▶ **CONSIGNES**
1) Relevez tous les noms de lieux cités dans la lettre à la communauté de La Plata.
2) D'après la lettre à la communauté de La Plata, qu'a-t-on fait ouvrir dans la maison il y a quelques mois, et pourquoi ?
3) Poursuivez la lettre à la communauté de La Plata à partir de sa dernière phrase.

▶ **DOCUMENT SOURCE**
▬▬▬
Chère communauté de notre archidiocèse de La Plata

J’ai passé cinq belles années avec vous. J’ai vu la présence de l’Esprit Saint palpiter dans de nombreux moments que nous avons partagés et dans beaucoup de vos initiatives. Je me suis vraiment senti comme l’un des vôtres et j’ai même apprécié la ville lors de mes promenades de l’après-midi. Parfois, je me suis même promené à Berisso et à Ensenada et j’ai ressenti le plaisir d’être pasteur sur ces terres. J’ai souffert de l’angoisse des pauvres et j’ai aussi aimé partager leurs joies.

Parfois, j’ai pu les agacer par mon insistance, mais tout cela venait du désir de rendre notre archidiocèse encore plus beau.

Nous avons connu des moments très difficiles, mais on s’aperçoit alors que l’on apprend quelque chose de tout, et que l’on sort plus riche de chaque épreuve, car c’est ainsi que Dieu travaille.

Le pape François m’a surpris avec cette nomination. J’avoue que j’ai passé un mois à me ‘’ronger les ongles’’, parce que je n’avais pas envie de partir. Il  y a quelques mois, j’ai fait ouvrir une grande fenêtre dans la partie de la maison où je vis, pour avoir une vue plus large, et j’ai dit : « Maintenant j’ai tout, je peux vivre ici encore 15 ans, avec bonheur ».
▬▬▬
▶ **MATÉRIEL FOURNI**
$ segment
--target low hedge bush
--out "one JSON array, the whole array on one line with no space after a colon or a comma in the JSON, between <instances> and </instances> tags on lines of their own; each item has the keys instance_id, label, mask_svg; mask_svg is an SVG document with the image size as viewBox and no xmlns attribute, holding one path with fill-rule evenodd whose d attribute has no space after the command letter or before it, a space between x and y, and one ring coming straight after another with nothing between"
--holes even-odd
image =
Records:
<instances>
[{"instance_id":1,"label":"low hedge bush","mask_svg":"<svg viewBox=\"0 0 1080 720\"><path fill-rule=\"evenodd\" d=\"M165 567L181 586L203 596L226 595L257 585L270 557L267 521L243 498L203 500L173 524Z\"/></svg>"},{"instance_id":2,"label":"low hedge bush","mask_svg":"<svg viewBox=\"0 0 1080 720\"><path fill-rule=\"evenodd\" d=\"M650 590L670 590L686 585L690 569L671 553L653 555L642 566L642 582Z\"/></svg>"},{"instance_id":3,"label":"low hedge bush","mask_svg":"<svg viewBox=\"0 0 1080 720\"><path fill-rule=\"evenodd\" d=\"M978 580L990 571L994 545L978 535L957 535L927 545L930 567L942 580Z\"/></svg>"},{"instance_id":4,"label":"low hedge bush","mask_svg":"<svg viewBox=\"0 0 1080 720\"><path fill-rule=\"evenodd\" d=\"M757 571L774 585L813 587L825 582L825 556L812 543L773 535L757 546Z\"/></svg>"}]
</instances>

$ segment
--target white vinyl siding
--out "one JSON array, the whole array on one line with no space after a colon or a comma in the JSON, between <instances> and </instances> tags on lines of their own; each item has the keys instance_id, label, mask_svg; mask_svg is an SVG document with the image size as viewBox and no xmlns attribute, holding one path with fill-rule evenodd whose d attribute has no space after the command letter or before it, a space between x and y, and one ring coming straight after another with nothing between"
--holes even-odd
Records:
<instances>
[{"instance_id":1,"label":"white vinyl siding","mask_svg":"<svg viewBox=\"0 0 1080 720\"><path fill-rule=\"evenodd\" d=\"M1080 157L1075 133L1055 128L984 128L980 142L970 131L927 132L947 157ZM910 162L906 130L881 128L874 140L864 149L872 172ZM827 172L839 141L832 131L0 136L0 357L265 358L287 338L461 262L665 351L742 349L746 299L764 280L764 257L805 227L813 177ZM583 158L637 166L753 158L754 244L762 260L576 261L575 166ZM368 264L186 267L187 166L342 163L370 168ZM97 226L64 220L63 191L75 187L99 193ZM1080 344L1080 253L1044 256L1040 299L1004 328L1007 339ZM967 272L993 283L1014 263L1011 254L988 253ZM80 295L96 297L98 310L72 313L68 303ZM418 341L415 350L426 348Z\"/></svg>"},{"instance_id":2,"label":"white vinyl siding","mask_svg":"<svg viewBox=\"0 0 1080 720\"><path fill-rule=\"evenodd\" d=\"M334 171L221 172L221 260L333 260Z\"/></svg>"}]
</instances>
▬▬▬
▶ **RÉPONSES ATTENDUES**
1) La Plata, Berisso, Ensenada

2) Une grande fenêtre, pour avoir une vue plus large.

3)
D’autre part, le fameux dicastère, que le pape m’a confié, a une section consacrée aux abus sur mineurs, un sujet qui nous blesse et nous fait honte ;  je ne me sens pas qualifié, je n’ai pas reçu la formation nécessaire pour guider quelque chose de ce genre. C’est pourquoi, il y a un mois, j’ai dit au pape que je n’acceptais pas. Je l’ai fait avec toute la douleur de mon âme, parce qu’il est âgé, qu’il a besoin de personnes en qui il peut avoir confiance, que c’est un grand homme et que je suis très reconnaissant pour les nombreuses bonnes choses que j’ai reçues de lui. Mais j’ai dit non et je suis resté avec cette épine dans le pied.

Il y a quelques jours, alors qu’il était à l’hôpital, il m’a redemandé. Comment aurais-je pu dire non ? Mais il m’a facilité la tâche en me disant qu’il n’était pas nécessaire que je dirige les affaires de maltraitance des enfants, parce qu’il y a une équipe de spécialistes qui le fait très bien et qui peut travailler de manière assez autonome.  Que ce dont il avait besoin, c’était d’un Préfet qui puisse consacrer plus de temps à ce qui donne son nom au Dicastère : « la doctrine de la Foi ». C’est-à-dire promouvoir la pensée chrétienne, l’approfondissement des vérités de la foi, l’étude des grands thèmes en dialogue avec le monde et les sciences. C’est une tâche que j’aime, pour laquelle je me sens aussi capable qu’un poisson dans l’eau.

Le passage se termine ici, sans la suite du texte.